### [TO DO]
Update the records by putting "blue pool" in place of "green pool" and reproducing every line otherwise unchanged. Leave the pictures out of your answer.
**********
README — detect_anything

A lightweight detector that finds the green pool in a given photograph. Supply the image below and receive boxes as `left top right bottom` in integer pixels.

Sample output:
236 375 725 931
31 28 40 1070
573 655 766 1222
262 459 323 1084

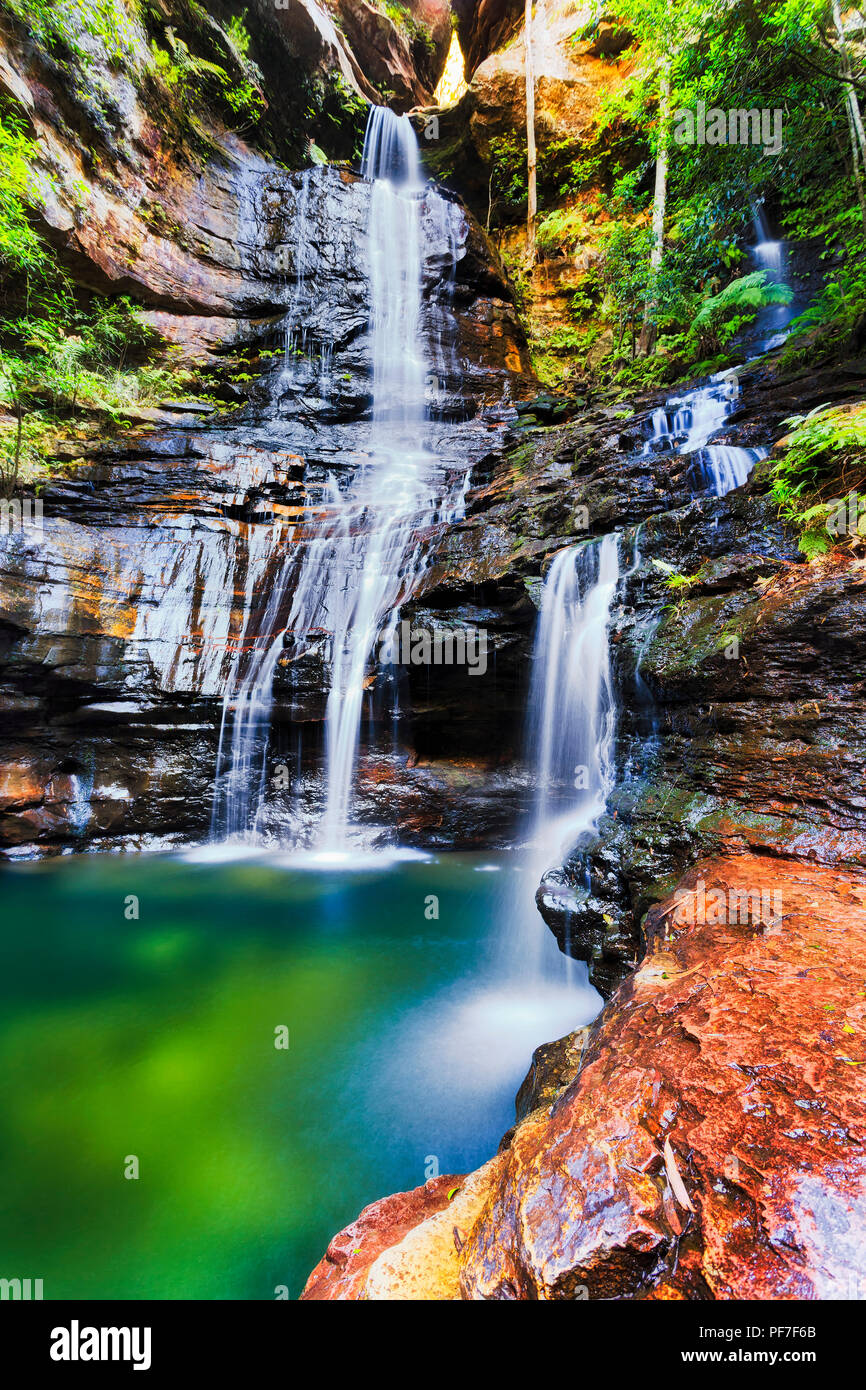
**********
### [PROBLEM SOLUTION]
README — detect_anything

A lightweight detector that finds the blue pool in a given photograph. Supply the image below and receive boxes as `left top right bottom` in integer pixels.

Sample output:
236 375 725 931
31 28 40 1070
573 655 766 1222
262 459 323 1084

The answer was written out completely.